• [Jeu de données]:
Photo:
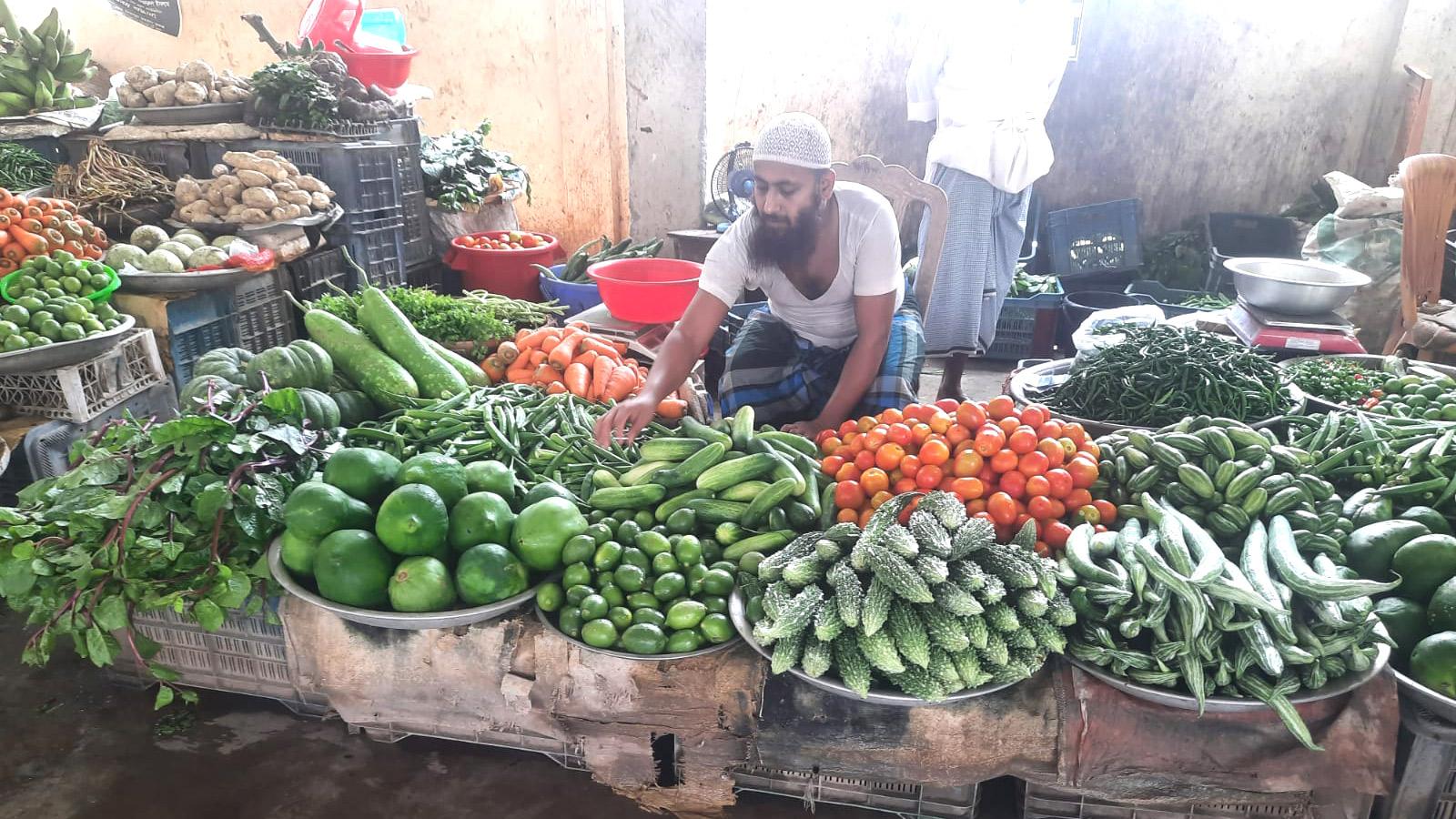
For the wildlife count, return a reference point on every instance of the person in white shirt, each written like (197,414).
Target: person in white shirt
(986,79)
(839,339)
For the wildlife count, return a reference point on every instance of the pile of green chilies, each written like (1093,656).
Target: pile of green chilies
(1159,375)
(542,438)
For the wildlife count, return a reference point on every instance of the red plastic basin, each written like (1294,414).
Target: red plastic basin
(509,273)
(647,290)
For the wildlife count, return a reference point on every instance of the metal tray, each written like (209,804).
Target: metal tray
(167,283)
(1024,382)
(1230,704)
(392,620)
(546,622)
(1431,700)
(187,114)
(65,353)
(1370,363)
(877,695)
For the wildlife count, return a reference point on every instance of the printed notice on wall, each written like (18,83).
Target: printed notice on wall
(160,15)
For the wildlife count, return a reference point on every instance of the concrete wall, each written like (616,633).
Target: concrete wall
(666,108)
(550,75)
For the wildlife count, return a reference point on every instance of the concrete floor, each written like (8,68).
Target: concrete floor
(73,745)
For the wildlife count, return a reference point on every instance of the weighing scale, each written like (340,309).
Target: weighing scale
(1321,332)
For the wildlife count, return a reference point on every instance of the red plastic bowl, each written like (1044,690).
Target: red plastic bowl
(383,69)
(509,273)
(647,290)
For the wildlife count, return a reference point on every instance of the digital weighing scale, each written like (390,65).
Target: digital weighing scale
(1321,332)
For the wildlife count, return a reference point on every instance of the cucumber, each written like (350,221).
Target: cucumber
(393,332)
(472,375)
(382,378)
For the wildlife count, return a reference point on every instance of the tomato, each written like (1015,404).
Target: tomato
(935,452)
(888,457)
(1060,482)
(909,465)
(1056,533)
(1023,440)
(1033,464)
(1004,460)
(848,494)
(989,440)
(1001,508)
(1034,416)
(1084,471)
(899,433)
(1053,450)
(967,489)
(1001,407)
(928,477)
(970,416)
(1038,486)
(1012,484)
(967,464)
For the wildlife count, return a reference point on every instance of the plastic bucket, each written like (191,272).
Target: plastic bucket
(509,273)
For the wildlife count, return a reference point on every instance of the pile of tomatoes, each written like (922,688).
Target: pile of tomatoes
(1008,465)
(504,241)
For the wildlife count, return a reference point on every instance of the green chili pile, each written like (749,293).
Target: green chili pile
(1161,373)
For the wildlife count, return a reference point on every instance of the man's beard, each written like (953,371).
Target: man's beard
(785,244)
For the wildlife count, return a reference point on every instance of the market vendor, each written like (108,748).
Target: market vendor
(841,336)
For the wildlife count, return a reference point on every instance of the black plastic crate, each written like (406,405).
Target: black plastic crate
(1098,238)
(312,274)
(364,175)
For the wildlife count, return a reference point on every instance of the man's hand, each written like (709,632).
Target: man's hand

• [Objectif]:
Transformez toutes les lignes du matériel ci-dessus en liste numérotée, sans reprendre les lignes vides. Laissez les images hors de votre réponse.

• [Réponse]:
1. Photo:
2. For the wildlife count, return a reference point on every instance of the person in white shirt, each written like (197,414).
3. Target: person in white shirt
4. (986,79)
5. (839,339)
6. For the wildlife count, return a reference point on every instance of the pile of green chilies, each written like (1093,656).
7. Target: pile of green chilies
8. (1159,375)
9. (542,438)
10. For the wildlife count, return a reference point on every instance of the red plastic basin, each written like (1294,414).
11. Target: red plastic basin
12. (509,273)
13. (647,290)
14. For the wildlife count, return a reference point on every instance of the metal tray, each written like (209,804).
15. Target: metal tray
16. (167,283)
17. (1024,382)
18. (1230,704)
19. (392,620)
20. (546,622)
21. (1431,700)
22. (187,114)
23. (65,353)
24. (1370,363)
25. (877,695)
26. For the wildlife count, return a reference point on every instance of the printed notice on wall, each written like (18,83).
27. Target: printed notice on wall
28. (160,15)
29. For the wildlife count, return a reference point on every instance of the concrete wall, each written like (616,633).
30. Target: concrete wall
31. (666,108)
32. (550,75)
33. For the wildlife count, return a reference point on every instance of the concrete floor, each written like (8,68).
34. Target: concrete floor
35. (73,745)
36. For the wildlife count, return a reference point on every instance of the weighing scale, each written like (340,309).
37. Target: weighing scale
38. (1321,332)
39. For the wildlife count, return a reference point on every instance of the red plastic bowl, each written like (1044,690).
40. Target: red plastic bowl
41. (383,69)
42. (509,273)
43. (647,290)
44. For the wildlife count, return a reference point on every instance of the digital weighing scale, each written like (390,65).
45. Target: digital weighing scale
46. (1321,332)
47. For the wildlife count, return a reference point on every instance of the cucumber, each written like (350,221).
48. Target: cucumber
49. (393,332)
50. (472,375)
51. (382,378)
52. For the wildlife count, return a reference point on every instance of the tomato, each written like (1015,404).
53. Target: tomato
54. (935,452)
55. (888,457)
56. (1060,482)
57. (909,465)
58. (1056,533)
59. (1023,440)
60. (1033,464)
61. (1004,460)
62. (848,494)
63. (989,440)
64. (1001,508)
65. (1034,416)
66. (1084,471)
67. (899,433)
68. (1053,450)
69. (967,489)
70. (1001,407)
71. (928,477)
72. (970,416)
73. (1038,486)
74. (1012,484)
75. (967,464)
76. For the wildlife count, return a reference point on every instance of the plastic bucket, each written like (191,272).
77. Target: plastic bucket
78. (509,273)
79. For the wildlife count, return a reference point on every instance of the pile of tomatoes, each written like (922,688).
80. Target: pile of tomatoes
81. (1008,465)
82. (504,241)
83. For the wildlife count, return a reference point on every instance of the green chili pile, each written like (749,293).
84. Target: green chili pile
85. (1161,373)
86. For the wildlife count, return a reference point on every instance of the man's beard, each written like (953,371).
87. Target: man's beard
88. (785,244)
89. For the wildlife count, return a reference point on every instance of the market vendor, each written like (108,748).
90. Target: market vendor
91. (841,336)
92. For the wildlife count, return a reference point on every instance of the black plastic crate, each written like (406,405).
93. Target: black plastic crate
94. (1098,238)
95. (312,274)
96. (364,175)
97. For the wildlife count, return a reference point on every instance of the man's hand, each written like (709,632).
98. Target: man's hand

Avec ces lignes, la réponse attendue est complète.